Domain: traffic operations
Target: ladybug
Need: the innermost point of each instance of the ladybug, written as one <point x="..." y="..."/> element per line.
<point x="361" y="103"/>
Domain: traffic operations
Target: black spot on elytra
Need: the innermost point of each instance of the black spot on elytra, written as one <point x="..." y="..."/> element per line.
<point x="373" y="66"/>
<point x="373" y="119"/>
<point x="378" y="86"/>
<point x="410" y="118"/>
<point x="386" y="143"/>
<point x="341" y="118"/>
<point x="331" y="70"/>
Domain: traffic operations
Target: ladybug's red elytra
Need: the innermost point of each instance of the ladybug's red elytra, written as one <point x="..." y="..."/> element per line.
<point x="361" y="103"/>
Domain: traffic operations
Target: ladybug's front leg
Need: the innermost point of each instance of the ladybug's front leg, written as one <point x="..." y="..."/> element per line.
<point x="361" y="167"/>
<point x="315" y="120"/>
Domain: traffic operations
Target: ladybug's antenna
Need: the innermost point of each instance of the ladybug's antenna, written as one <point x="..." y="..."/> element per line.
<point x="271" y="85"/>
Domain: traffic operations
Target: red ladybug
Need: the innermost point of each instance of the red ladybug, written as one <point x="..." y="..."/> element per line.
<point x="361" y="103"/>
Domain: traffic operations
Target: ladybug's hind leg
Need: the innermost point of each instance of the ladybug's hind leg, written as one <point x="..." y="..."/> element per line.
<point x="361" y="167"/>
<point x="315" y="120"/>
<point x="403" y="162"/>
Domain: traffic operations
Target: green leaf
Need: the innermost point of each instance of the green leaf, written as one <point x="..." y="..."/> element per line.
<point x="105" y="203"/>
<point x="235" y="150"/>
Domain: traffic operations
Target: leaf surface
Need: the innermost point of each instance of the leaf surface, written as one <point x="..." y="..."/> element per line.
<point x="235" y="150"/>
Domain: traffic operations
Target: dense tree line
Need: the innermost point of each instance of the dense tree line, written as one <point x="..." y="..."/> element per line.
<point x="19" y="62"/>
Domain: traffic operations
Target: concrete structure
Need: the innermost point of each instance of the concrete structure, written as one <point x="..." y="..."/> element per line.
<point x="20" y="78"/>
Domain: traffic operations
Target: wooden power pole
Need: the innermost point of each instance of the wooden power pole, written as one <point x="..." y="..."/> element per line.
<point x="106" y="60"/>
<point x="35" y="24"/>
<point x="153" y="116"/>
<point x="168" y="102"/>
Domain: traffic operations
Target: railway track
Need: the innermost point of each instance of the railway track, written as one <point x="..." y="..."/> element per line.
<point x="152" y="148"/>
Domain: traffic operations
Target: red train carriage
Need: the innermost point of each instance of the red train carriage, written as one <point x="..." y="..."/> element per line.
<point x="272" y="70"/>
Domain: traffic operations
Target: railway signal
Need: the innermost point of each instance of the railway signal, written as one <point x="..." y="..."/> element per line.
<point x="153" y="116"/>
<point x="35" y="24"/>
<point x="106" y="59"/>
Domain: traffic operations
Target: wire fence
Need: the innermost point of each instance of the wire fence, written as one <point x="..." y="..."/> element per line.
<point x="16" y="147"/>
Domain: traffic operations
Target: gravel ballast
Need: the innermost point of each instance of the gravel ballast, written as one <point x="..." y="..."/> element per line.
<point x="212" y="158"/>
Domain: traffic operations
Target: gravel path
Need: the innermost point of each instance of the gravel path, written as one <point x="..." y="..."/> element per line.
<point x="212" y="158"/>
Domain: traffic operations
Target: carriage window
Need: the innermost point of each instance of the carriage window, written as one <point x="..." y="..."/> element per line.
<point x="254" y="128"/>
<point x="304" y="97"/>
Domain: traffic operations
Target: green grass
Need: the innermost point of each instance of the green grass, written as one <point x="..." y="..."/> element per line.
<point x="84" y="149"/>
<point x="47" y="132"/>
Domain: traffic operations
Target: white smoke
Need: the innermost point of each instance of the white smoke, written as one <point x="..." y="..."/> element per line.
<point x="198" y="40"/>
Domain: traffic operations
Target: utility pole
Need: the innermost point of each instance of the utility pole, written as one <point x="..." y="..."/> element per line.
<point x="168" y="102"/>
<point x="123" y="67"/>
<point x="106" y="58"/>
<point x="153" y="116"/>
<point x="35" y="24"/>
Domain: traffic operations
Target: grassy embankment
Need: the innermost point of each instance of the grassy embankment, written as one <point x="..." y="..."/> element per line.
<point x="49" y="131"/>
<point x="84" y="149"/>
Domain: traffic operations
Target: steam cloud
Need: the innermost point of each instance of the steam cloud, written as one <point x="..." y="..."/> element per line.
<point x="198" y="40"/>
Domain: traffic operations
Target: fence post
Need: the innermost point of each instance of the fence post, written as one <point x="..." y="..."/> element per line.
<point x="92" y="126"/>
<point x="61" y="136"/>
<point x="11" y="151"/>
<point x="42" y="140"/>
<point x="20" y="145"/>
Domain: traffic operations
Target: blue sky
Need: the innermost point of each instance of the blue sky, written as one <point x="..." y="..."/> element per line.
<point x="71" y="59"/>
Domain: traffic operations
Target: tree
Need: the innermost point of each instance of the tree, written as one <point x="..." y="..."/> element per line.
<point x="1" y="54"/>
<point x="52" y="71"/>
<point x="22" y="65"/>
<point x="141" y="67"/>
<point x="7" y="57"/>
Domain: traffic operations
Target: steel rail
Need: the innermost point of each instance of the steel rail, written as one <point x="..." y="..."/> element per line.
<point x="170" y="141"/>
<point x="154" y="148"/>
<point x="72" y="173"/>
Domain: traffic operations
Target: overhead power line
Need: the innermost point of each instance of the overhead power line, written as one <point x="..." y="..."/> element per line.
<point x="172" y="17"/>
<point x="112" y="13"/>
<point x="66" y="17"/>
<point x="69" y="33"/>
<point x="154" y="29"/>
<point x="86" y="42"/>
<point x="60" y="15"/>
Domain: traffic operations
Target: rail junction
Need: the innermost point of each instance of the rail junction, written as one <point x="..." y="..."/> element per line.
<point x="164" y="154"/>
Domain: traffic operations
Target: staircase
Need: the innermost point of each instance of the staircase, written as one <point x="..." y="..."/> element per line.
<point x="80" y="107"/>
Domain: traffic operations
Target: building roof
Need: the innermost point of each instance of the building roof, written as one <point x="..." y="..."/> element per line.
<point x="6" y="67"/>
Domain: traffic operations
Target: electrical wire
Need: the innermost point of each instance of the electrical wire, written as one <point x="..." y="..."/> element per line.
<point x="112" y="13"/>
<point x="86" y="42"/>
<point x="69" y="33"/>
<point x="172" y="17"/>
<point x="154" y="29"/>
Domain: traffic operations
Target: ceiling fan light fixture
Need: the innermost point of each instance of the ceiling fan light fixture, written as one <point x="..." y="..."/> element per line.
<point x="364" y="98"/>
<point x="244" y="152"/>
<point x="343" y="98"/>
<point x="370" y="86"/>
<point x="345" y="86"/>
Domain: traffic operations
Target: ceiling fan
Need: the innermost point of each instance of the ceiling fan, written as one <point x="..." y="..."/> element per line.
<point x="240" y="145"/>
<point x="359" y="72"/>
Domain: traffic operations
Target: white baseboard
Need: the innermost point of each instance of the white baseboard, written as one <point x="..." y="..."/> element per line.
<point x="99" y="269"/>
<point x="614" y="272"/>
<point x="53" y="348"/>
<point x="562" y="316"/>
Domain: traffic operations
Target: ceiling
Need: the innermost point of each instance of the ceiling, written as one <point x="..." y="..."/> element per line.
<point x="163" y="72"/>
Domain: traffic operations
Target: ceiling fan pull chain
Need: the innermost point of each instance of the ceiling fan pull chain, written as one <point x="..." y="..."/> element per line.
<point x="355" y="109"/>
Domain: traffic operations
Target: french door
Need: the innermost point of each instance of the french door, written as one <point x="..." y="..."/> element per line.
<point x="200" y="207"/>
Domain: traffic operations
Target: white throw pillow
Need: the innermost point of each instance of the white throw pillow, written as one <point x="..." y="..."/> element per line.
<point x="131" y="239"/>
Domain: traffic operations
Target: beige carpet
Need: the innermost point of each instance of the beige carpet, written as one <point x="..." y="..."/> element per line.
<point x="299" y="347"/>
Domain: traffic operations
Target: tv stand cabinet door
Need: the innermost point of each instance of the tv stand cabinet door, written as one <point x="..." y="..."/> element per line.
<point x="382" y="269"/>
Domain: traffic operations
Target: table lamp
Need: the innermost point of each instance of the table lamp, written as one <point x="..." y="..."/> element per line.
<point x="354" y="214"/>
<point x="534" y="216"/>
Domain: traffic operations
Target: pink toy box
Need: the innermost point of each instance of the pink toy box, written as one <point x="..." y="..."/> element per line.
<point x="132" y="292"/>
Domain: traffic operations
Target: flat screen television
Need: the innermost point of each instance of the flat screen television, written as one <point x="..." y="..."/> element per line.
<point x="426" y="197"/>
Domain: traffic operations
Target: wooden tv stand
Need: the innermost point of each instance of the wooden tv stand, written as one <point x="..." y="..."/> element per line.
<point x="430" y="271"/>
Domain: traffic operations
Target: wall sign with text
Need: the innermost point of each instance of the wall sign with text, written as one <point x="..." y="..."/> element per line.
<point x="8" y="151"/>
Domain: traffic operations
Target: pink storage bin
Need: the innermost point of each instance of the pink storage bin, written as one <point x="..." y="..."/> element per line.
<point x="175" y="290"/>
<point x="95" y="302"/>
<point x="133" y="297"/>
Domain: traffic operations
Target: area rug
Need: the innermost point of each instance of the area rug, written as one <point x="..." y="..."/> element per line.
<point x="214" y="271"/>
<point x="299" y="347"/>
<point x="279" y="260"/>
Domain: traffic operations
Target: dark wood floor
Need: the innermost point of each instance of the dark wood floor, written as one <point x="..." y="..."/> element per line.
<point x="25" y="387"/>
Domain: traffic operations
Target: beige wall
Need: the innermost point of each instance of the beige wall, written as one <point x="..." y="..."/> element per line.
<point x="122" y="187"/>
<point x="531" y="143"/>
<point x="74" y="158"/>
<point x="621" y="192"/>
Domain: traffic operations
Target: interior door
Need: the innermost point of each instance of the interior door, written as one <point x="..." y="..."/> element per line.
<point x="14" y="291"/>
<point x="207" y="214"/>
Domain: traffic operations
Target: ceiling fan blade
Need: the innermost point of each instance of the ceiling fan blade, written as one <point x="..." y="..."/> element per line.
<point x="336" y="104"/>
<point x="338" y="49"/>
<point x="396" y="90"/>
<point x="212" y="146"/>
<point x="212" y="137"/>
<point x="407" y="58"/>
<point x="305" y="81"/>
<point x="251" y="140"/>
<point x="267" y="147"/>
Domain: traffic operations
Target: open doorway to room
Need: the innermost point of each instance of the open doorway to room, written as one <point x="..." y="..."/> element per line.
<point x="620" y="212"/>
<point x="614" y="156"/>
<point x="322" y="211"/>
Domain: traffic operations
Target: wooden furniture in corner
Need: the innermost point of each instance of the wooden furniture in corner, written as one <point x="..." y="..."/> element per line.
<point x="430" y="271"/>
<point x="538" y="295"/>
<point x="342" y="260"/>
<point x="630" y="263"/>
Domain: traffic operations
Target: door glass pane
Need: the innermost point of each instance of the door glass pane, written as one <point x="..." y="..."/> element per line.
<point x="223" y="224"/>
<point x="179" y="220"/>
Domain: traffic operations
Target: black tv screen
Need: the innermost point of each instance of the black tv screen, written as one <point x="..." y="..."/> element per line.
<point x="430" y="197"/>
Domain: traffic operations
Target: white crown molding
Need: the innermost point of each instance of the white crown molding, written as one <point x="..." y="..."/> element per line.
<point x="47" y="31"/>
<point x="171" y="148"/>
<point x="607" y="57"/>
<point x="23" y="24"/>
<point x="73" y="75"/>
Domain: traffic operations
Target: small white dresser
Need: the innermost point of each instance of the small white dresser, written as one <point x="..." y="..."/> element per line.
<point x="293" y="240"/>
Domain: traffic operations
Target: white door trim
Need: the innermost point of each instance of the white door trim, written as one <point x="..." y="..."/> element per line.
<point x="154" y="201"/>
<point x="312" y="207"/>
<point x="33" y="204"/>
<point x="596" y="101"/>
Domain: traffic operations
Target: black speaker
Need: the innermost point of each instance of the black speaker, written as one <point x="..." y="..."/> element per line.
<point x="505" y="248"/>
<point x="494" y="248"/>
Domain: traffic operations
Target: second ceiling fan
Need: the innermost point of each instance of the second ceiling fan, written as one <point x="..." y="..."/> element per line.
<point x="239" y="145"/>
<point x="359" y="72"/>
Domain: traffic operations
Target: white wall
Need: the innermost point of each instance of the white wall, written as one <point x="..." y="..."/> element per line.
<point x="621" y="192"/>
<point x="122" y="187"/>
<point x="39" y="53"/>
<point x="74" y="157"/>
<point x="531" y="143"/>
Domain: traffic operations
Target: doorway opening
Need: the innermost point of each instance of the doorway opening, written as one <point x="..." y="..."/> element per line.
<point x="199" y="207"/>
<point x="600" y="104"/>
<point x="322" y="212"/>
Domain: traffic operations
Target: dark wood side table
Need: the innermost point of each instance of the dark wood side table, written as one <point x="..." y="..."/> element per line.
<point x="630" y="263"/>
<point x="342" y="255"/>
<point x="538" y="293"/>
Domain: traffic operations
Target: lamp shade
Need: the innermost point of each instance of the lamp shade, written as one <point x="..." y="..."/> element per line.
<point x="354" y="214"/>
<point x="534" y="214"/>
* * * * * * * * *
* _Directions_:
Show each line of the entries above that contains the word "elytra", copying every such line in full.

* _Answer in full_:
Target: black spot on elytra
Need: the innermost point of each instance of the black spot on elytra, written as one <point x="..." y="..."/> element per line.
Target: ladybug's red elytra
Need: the innermost point of each instance of the ladybug's red elytra, written as one <point x="..." y="..."/> element per line.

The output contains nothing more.